◆ **Aufgaben**:
**a)** Führe sämtliche vollständigen Datumsangaben mit Tag, Monat und Jahr auf, die im Text über Erasmus und Luther vorkommen.
**b)** Schreibe den Text über Erasmus und Luther im Anschluss an seinen letzten Satz weiter.

◆ **Text**:
Erasmus schenkte dem Brief allerdings wenig Aufmerksamkeit, wohl auch weil er sehr viele Zuschriften dieser Art bekam. Spalatin bekam keine Antwort, und später behauptete Erasmus gar, den Brief nie erhalten zu haben.[10] So schreibt Erasmus am 29. Mai 1519 an Spalatin: „Bisher habe ich keine Briefe von Dir bekommen, weder von Dir persönlich noch im Namen des erlauchten Fürsten.“[11]. Er fügt auch eine mögliche Erklärung für den Verlust des Briefes an, und verweist darauf, dass „die Feinde der edlen Studien darauf [lauern] Briefe abzufangen“[12]. Kalkoff weist darauf hin, dass Erasmus diese Aussage wahrscheinlich vor dem Hintergrund einer versuchten Parteinahme der Wittenberger tätigte.[13] Man sieht also, dass Erasmus um seine Neutralität zu wahren, auch vor kleinen Notlügen nicht zurückzuschrecken schien.

2.2 Erster direkter Briefkontakt

Am 28. März 1519 wandte sich Martin Luther nun erstmals direkt und persönlich an Erasmus:

„Ich spreche so oft mit dir und du mit mir, Erasmus, unsere Zierde und unsere Hoffnung, und wir kennen einander noch nicht. (…) Darum, mein Erasmus, du liebenswürdiger Mann, anerkenne, wenn es dir gefällt, auch diesen kleinen Bruder in Christo, der dich sicherlich bewundert und dir zugetan ist, der im übrigen um seiner Unwissenheit willen nichts verdiente, als unbekannt in einem Winkel begraben zu liegen.“[14]

Huizinga merkt an, dass Luther mit „diesem etwas bäurisch schlauen und halb ironischen Brief“[15] einen Annäherungsversuch unternahm, um Erasmus auf seine Seite zu ziehen, beziehungsweise zumindest herauszufinden, wie Erasmus über ihn denkt. Schließlich war Erasmus eine bedeutende Persönlichkeit, mit großem Einfluss auf Wissenschaft und Bildung. Luther hätte Erasmus nur zu gerne als Fürsprecher gewonnen.

Luther hatte im Vorfeld mit der Veröffentlichung seiner 95 Thesen am 31. Oktober 1517 bereits für viel Wirbel gesorgt, und Erasmus musste nun aufpassen, nicht von einer der beiden Parteien vereinnahmt zu werden. Luther hatte durch die Veröffentlichung seiner Thesen den Unmut der katholischen Kirche auf sich gezogen, welche nun auf eine schnelle Verurteilung Luthers drängte. Er stand jedoch unter dem Schutz Friedrichs der Weisen von Sachsen. Also forderte die päpstliche Kirche die Auslieferung oder Vertreibung Luthers.

Luther schlug in einem Brief an Friedrich den Weisen vom 19. November 1518 vor, sich „dem schiedsrichterlichen Urteil der vier angesehensten Universitäten“[16] zu unterwerfen.

Rohe Einträge:
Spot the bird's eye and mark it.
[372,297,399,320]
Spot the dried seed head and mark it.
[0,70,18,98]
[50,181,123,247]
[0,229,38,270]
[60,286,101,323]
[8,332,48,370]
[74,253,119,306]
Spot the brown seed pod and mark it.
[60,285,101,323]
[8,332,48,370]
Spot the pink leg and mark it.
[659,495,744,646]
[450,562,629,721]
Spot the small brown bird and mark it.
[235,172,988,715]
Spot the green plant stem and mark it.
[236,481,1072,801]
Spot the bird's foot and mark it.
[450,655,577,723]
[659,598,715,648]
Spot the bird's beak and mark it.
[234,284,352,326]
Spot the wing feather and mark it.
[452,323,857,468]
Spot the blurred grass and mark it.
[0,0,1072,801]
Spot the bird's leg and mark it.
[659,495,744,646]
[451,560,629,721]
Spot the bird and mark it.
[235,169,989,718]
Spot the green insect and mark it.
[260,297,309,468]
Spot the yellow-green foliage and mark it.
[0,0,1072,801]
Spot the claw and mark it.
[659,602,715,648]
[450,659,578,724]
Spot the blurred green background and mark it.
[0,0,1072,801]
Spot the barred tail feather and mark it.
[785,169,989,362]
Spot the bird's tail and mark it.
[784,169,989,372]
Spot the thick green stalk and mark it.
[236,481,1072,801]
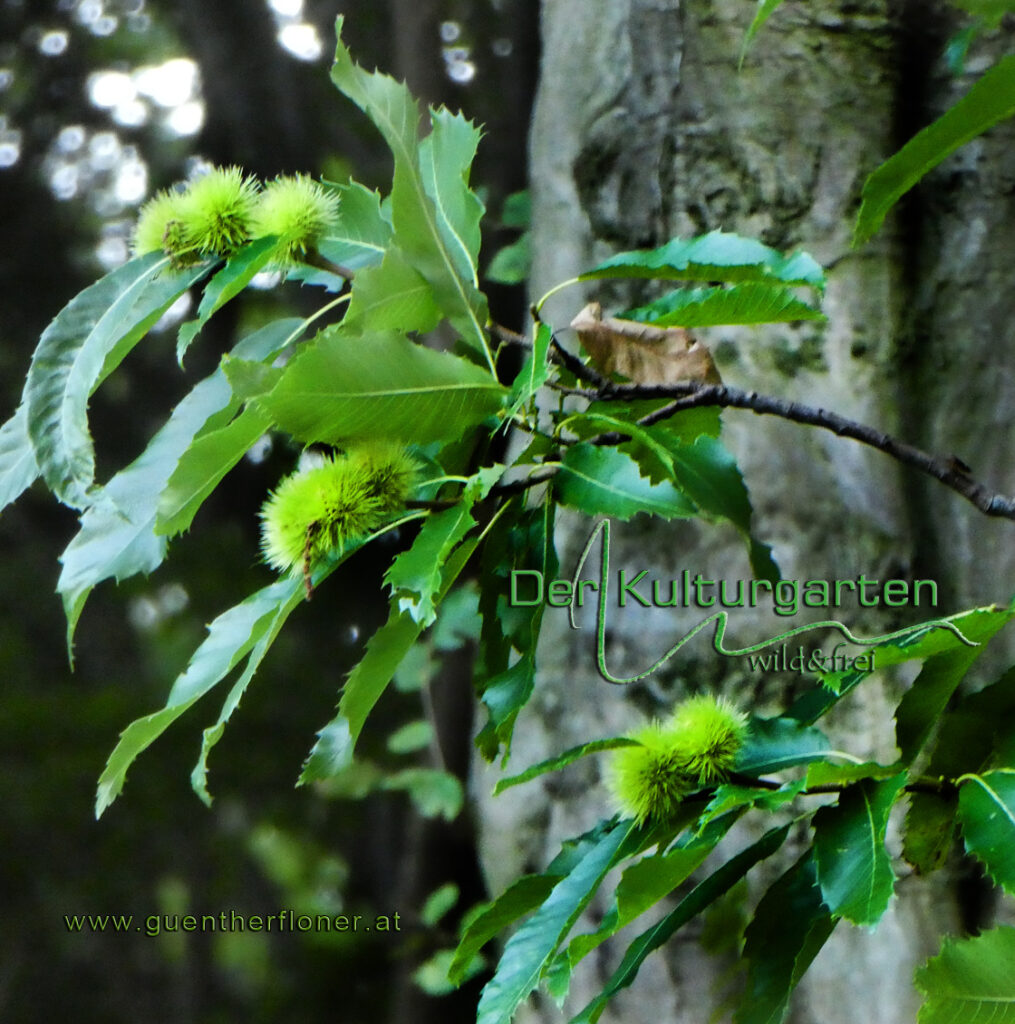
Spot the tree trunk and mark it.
[477,0,1015,1024]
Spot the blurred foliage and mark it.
[0,0,537,1024]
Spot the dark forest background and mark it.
[0,0,539,1024]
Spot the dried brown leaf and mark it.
[570,302,722,384]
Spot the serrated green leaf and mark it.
[655,431,780,583]
[621,282,826,328]
[156,408,271,537]
[951,0,1015,29]
[579,231,824,290]
[788,604,1013,722]
[734,851,836,1024]
[560,411,675,483]
[813,772,905,925]
[296,539,478,785]
[256,328,507,443]
[387,719,433,754]
[448,874,561,985]
[853,54,1015,246]
[155,316,308,537]
[697,779,804,833]
[902,793,959,874]
[494,736,638,797]
[927,668,1015,778]
[25,253,208,509]
[735,717,830,775]
[176,236,278,366]
[508,324,553,417]
[739,0,783,67]
[56,321,302,648]
[570,824,790,1024]
[95,578,303,817]
[916,927,1015,1024]
[297,608,423,785]
[902,669,1015,874]
[475,496,558,761]
[483,231,533,285]
[342,245,440,335]
[586,398,722,444]
[318,181,391,270]
[959,769,1015,893]
[0,404,39,511]
[561,822,716,973]
[807,761,899,790]
[553,443,697,520]
[331,16,493,369]
[384,465,504,627]
[476,822,631,1024]
[419,108,484,284]
[895,643,987,764]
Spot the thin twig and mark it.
[559,381,1015,519]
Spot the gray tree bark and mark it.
[477,0,1015,1024]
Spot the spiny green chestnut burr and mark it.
[607,694,748,824]
[607,722,692,824]
[252,174,338,266]
[180,167,259,257]
[261,441,416,591]
[134,167,258,264]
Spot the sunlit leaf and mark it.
[553,443,697,520]
[959,769,1015,893]
[621,282,826,328]
[176,236,278,366]
[735,852,835,1024]
[256,328,507,443]
[0,406,39,510]
[476,822,630,1024]
[581,231,824,289]
[570,824,791,1024]
[813,772,905,925]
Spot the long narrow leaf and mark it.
[570,824,791,1024]
[853,54,1015,246]
[256,328,507,443]
[916,927,1015,1024]
[25,253,208,509]
[476,822,630,1024]
[0,406,39,511]
[56,318,303,648]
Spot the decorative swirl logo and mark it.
[567,519,979,686]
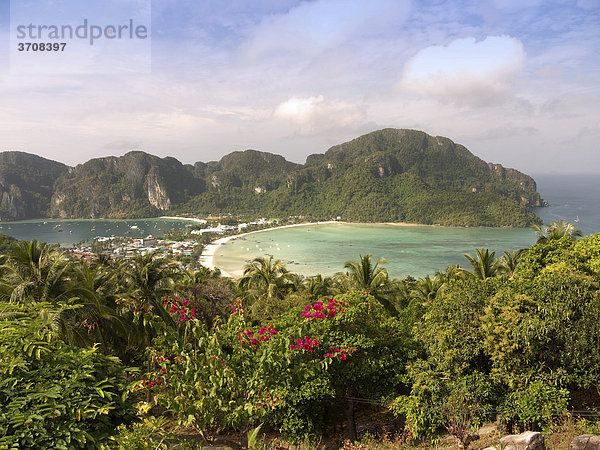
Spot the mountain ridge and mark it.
[0,128,544,226]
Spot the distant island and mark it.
[0,129,545,227]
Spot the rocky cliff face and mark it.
[0,152,68,220]
[0,129,545,226]
[50,152,202,218]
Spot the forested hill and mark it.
[0,129,543,226]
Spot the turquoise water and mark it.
[0,175,600,278]
[215,175,600,278]
[0,219,190,247]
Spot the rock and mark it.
[569,434,600,450]
[500,431,546,450]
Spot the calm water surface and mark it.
[0,219,190,247]
[0,175,600,277]
[215,175,600,278]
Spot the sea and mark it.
[0,218,190,247]
[0,174,600,278]
[214,174,600,278]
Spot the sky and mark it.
[0,0,600,173]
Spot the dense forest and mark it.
[0,129,545,227]
[0,222,600,449]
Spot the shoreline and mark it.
[198,220,342,278]
[199,217,448,278]
[159,216,204,223]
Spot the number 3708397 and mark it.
[17,42,67,52]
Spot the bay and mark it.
[0,218,190,247]
[0,174,600,278]
[214,174,600,278]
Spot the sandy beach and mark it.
[199,220,346,278]
[160,216,205,223]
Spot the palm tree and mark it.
[410,275,444,303]
[531,219,583,243]
[499,248,525,278]
[465,248,500,280]
[75,262,134,359]
[122,253,179,324]
[0,240,97,346]
[238,256,292,300]
[344,255,398,315]
[303,274,338,298]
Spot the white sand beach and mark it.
[199,220,346,278]
[160,216,206,223]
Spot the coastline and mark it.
[198,220,340,278]
[199,217,443,278]
[159,216,203,223]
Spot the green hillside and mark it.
[0,129,544,226]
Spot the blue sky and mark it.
[0,0,600,173]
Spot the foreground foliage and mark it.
[0,227,600,448]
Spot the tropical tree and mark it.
[0,240,98,346]
[410,275,444,303]
[499,248,525,278]
[531,219,583,243]
[122,253,179,323]
[344,255,399,315]
[303,274,338,298]
[465,248,500,280]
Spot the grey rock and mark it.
[500,431,546,450]
[569,434,600,450]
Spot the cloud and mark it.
[243,0,410,57]
[273,95,366,135]
[398,36,525,107]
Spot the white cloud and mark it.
[243,0,410,57]
[398,36,525,107]
[273,95,365,135]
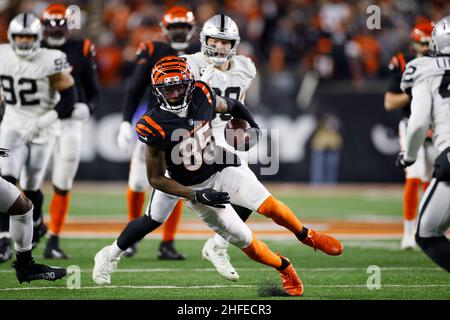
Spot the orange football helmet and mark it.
[151,56,195,111]
[41,4,69,47]
[160,6,195,50]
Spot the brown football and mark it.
[224,119,250,151]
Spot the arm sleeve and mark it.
[405,81,433,161]
[122,64,149,122]
[224,97,259,128]
[81,44,100,112]
[55,86,77,119]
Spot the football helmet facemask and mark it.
[200,14,241,65]
[8,13,42,59]
[152,56,195,112]
[160,6,195,50]
[41,4,69,47]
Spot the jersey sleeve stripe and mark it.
[136,123,156,136]
[145,41,155,56]
[195,82,213,105]
[83,39,91,58]
[397,53,406,72]
[142,116,166,139]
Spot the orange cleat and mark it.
[278,258,303,296]
[302,229,344,256]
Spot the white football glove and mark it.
[117,121,133,152]
[200,64,217,83]
[22,110,58,142]
[72,102,91,121]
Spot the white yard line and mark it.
[0,267,440,273]
[0,284,450,292]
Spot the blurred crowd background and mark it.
[0,0,450,86]
[0,0,450,183]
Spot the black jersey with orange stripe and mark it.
[122,41,200,122]
[387,52,415,118]
[42,39,100,109]
[136,81,239,186]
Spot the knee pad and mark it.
[3,176,17,185]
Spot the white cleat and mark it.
[400,234,417,250]
[92,246,120,285]
[202,238,239,281]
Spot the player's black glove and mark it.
[0,148,9,158]
[193,188,230,208]
[395,151,416,168]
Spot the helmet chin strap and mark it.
[46,37,66,47]
[170,41,189,50]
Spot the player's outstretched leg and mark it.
[202,205,252,281]
[158,200,186,260]
[92,215,161,285]
[2,185,67,283]
[44,186,70,259]
[242,236,303,296]
[257,196,343,256]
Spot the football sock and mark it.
[16,249,32,267]
[257,196,303,234]
[242,235,283,268]
[23,190,44,227]
[0,214,9,233]
[416,236,450,272]
[117,215,161,250]
[49,192,70,236]
[213,233,228,248]
[403,178,420,220]
[127,187,145,221]
[403,219,416,235]
[163,200,183,242]
[231,204,253,222]
[9,209,33,252]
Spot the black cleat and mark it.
[31,220,47,249]
[123,243,137,258]
[158,241,186,260]
[12,260,67,283]
[0,238,12,263]
[44,235,69,259]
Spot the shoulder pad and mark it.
[233,55,256,79]
[136,112,166,144]
[193,81,216,107]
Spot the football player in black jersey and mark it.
[384,21,436,250]
[117,6,200,260]
[41,4,100,259]
[92,56,343,296]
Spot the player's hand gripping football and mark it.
[117,121,133,152]
[0,148,9,158]
[193,188,230,208]
[395,151,415,168]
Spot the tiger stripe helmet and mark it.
[160,6,195,50]
[151,56,195,111]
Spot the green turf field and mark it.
[0,184,450,300]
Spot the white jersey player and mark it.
[0,13,76,262]
[399,16,450,272]
[0,148,67,283]
[183,14,256,281]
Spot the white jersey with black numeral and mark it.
[401,56,450,160]
[182,52,256,160]
[0,44,70,140]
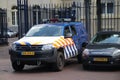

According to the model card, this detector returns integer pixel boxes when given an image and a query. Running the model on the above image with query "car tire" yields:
[53,52,65,71]
[12,61,24,71]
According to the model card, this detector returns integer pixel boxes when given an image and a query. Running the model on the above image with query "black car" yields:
[82,31,120,69]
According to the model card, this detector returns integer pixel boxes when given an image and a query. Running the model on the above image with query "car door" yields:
[70,25,79,49]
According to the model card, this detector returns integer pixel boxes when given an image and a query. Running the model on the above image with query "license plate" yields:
[93,58,108,62]
[22,52,35,56]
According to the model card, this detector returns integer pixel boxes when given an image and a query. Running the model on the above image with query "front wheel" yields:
[54,52,65,71]
[12,61,24,71]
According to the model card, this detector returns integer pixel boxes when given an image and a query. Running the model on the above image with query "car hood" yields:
[87,44,120,55]
[14,37,60,45]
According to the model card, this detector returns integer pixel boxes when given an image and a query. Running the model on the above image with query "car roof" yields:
[34,22,82,27]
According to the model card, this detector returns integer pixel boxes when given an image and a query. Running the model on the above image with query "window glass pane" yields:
[107,3,113,13]
[12,12,15,25]
[101,3,106,13]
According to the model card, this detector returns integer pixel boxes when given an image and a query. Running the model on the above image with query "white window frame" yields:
[101,0,115,14]
[11,9,18,26]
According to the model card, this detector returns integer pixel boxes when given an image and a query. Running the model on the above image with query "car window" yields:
[26,25,62,37]
[91,34,120,44]
[70,25,77,36]
[64,26,70,36]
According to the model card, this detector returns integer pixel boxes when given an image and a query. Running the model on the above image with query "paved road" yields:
[0,38,120,80]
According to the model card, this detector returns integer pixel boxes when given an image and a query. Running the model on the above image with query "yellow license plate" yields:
[93,58,108,62]
[22,52,35,56]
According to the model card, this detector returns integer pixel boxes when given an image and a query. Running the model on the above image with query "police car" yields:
[9,22,88,71]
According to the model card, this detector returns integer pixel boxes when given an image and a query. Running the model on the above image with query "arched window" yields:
[11,5,18,26]
[33,5,41,25]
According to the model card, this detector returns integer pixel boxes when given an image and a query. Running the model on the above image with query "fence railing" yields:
[18,0,120,37]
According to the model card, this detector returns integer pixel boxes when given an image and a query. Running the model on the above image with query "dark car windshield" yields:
[26,25,62,37]
[91,34,120,44]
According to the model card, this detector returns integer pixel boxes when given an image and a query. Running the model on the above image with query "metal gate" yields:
[17,0,120,39]
[0,8,8,44]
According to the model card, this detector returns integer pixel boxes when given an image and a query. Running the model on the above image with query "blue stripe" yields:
[25,42,31,46]
[15,42,21,45]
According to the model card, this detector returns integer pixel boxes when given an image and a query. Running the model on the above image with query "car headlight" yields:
[11,43,16,51]
[82,49,89,57]
[42,44,53,50]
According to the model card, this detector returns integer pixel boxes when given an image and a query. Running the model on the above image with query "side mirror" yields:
[65,33,72,38]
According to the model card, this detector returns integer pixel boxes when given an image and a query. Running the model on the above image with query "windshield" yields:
[26,25,62,37]
[91,34,120,44]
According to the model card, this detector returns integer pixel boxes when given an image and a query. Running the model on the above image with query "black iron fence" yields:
[0,8,8,44]
[17,0,120,38]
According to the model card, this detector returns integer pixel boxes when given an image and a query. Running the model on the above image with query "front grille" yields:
[17,45,43,51]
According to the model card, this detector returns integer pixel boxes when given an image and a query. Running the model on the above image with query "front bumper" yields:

◆ **Antworten**:
**a)**
- 29. Mai 1519
- 28. März 1519
- 31. Oktober 1517
- 19. November 1518

**b)**
Da Erasmus auch eine rege briefliche Korrespondenz mit dem Augustiner Johann Lang führte, welcher wiederum einen engen Kontakt zu Martin Luther pflegte, wusste Luther, dass ihm Erasmus offen gegenüberstand und durchaus Sympathien für ihn hatte. Vor diesem Hintergrund erscheint nun der oben zitierte Brief Luthers an Erasmus vom 28. März 1519 in einem neuen Licht. Luther wusste zumindest ansatzweise durch Johann Lang, wie Erasmus über ihn dachte. Und er nahm mit diesem Brief einen Anlauf, um Erasmus als Aushängeschild für sich zu gewinnen. In diesem Zusammenhang weist Stefan Zweig darauf hin, dass „der parteilose Mensch für die Parteimenschen die wichtigste und beste Flagge sei“[17].

Doch Luther scheiterte mit seinem Vorhaben, denn Erasmus nahm seinen Brief als Anlass, um „sich augenblicklich zurückzuziehen“[18]. Luther hatte von Erasmus ganz einfach zu viel verlangt.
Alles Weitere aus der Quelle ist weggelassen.